─── Exercise inputs

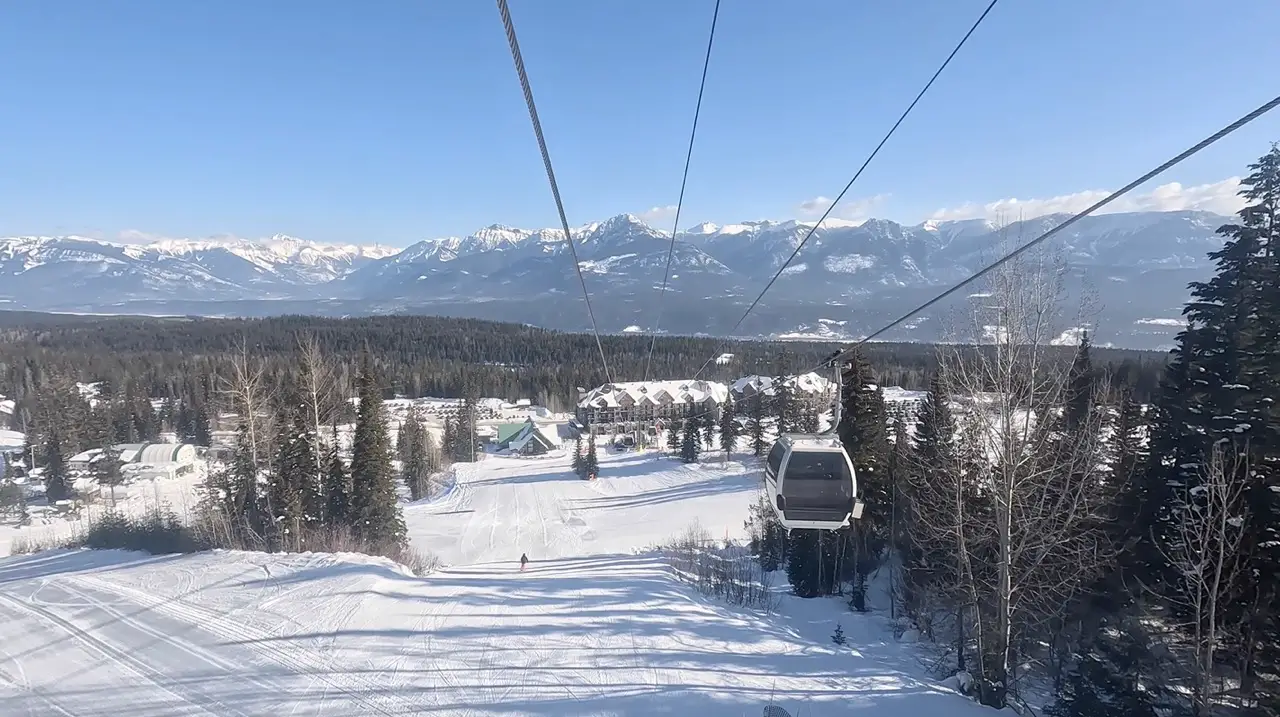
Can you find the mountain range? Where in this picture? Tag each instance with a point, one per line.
(849, 278)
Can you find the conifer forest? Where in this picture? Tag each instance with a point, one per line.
(1077, 531)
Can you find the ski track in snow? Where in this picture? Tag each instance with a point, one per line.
(590, 628)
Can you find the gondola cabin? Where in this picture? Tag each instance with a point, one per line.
(810, 483)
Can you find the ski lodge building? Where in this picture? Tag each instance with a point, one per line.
(630, 406)
(809, 389)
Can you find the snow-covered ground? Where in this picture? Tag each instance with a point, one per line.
(597, 625)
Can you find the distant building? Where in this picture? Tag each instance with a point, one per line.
(531, 439)
(810, 389)
(144, 460)
(629, 406)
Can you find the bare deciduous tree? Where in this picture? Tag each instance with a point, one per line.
(319, 392)
(1025, 512)
(1206, 555)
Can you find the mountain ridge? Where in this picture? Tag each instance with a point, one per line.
(1141, 260)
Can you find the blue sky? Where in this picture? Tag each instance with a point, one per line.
(402, 119)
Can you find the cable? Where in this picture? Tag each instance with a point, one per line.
(1109, 199)
(551, 176)
(684, 179)
(859, 173)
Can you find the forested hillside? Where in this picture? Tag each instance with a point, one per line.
(188, 359)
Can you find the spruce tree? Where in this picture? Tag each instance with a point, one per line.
(1221, 387)
(728, 426)
(579, 460)
(374, 512)
(293, 494)
(106, 470)
(56, 485)
(784, 405)
(755, 425)
(337, 491)
(592, 462)
(690, 446)
(449, 439)
(863, 433)
(415, 461)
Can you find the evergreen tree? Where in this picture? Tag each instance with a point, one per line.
(784, 403)
(863, 433)
(1221, 387)
(106, 470)
(690, 446)
(415, 460)
(728, 426)
(56, 487)
(449, 439)
(579, 460)
(293, 494)
(813, 558)
(768, 538)
(592, 462)
(1106, 677)
(374, 512)
(755, 425)
(337, 491)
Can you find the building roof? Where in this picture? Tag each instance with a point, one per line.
(533, 433)
(808, 384)
(654, 392)
(506, 432)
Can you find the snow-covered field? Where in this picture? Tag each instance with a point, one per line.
(595, 625)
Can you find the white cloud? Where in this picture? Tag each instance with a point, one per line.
(854, 210)
(659, 217)
(1220, 197)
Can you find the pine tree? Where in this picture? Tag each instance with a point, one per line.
(768, 538)
(784, 403)
(415, 461)
(56, 487)
(813, 562)
(863, 433)
(293, 494)
(579, 460)
(106, 470)
(592, 462)
(374, 512)
(337, 491)
(755, 425)
(728, 426)
(1221, 387)
(690, 446)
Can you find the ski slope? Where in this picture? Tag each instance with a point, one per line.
(506, 506)
(594, 626)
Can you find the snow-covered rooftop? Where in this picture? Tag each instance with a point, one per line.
(808, 383)
(656, 392)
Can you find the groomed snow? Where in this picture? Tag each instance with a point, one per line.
(597, 625)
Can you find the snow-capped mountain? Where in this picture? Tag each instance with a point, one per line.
(849, 274)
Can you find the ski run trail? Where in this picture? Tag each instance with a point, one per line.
(598, 624)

──────

__Required action__. After locating the line with "Can you find the ski run" in the records above, please set down that line and all later ones exactly, and no other line.

__Reply to the task__.
Can you find the ski run trail? Where in this picture? Tag each instance with a point, one per line.
(598, 624)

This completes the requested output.